## Exercise
Scan the material and copy every line in which "park" appears.

## Extracted data

↓↓↓

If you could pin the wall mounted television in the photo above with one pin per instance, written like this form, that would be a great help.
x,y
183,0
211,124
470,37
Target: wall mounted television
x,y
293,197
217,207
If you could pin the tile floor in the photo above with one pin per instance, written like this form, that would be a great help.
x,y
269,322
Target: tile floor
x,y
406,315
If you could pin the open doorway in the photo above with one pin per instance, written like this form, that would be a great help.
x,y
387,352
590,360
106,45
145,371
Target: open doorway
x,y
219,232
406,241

↑↑↑
↓↓↓

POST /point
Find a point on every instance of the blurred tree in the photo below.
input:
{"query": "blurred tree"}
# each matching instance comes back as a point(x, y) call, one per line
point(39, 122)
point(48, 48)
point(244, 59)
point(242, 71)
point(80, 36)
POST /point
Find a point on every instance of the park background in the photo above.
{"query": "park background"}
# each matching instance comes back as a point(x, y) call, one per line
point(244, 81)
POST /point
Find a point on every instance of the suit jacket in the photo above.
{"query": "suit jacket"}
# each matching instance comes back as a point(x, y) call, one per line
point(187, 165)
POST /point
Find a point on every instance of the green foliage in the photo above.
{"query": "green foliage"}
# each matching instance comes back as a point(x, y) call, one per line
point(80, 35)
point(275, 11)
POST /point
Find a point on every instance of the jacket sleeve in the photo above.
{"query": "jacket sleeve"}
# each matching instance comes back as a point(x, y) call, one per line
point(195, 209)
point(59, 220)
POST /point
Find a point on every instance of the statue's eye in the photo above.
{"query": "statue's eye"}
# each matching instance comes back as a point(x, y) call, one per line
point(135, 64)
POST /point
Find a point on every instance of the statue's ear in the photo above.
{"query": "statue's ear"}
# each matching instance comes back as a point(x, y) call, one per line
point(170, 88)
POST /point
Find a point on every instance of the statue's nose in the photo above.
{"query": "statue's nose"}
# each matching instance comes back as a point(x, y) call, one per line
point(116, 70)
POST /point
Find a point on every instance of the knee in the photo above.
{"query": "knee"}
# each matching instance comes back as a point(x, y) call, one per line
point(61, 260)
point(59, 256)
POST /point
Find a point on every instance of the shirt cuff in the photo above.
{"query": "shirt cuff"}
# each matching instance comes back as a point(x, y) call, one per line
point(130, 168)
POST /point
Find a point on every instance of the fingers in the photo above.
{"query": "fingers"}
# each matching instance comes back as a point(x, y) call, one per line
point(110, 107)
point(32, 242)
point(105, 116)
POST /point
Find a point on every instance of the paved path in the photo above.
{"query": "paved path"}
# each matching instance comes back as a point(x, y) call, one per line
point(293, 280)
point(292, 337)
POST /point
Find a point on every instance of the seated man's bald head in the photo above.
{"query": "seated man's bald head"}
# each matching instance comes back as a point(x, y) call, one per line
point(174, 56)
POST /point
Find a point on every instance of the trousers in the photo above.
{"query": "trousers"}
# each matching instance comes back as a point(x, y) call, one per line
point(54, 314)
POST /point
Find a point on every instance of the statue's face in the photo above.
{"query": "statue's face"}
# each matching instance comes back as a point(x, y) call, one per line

↑↑↑

## Output for this task
Find a point on every instance of the park background in the photo above.
{"query": "park background"}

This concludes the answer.